### Exercise aim
Every entry should be given again exactly, with nothing dropped.

•••

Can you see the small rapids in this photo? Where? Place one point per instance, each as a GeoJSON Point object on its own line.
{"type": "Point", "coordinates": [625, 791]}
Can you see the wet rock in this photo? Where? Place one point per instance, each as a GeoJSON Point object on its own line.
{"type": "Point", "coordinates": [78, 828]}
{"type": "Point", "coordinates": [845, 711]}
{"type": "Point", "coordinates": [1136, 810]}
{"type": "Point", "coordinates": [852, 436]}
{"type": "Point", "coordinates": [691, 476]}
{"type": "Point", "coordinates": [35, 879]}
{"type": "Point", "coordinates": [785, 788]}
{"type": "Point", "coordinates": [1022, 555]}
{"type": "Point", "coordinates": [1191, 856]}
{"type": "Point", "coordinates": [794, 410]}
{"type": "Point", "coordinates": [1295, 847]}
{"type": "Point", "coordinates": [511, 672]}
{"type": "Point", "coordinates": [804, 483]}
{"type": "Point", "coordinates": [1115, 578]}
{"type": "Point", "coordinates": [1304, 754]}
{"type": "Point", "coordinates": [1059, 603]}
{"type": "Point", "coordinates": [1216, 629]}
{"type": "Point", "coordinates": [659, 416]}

•••

### Exercise answer
Can you see the small rapids in this photo? Where? Place one point per instance, each as a GeoJSON Point object on its own line.
{"type": "Point", "coordinates": [625, 791]}
Can you see the wet rock in this photo? Where? Place one point per instance, each as a GeoJSON Point object on its own line.
{"type": "Point", "coordinates": [78, 828]}
{"type": "Point", "coordinates": [845, 711]}
{"type": "Point", "coordinates": [1136, 810]}
{"type": "Point", "coordinates": [852, 436]}
{"type": "Point", "coordinates": [691, 476]}
{"type": "Point", "coordinates": [35, 879]}
{"type": "Point", "coordinates": [785, 788]}
{"type": "Point", "coordinates": [1022, 555]}
{"type": "Point", "coordinates": [1191, 856]}
{"type": "Point", "coordinates": [794, 410]}
{"type": "Point", "coordinates": [1295, 847]}
{"type": "Point", "coordinates": [511, 672]}
{"type": "Point", "coordinates": [804, 483]}
{"type": "Point", "coordinates": [1115, 578]}
{"type": "Point", "coordinates": [1304, 754]}
{"type": "Point", "coordinates": [1059, 603]}
{"type": "Point", "coordinates": [1216, 629]}
{"type": "Point", "coordinates": [659, 416]}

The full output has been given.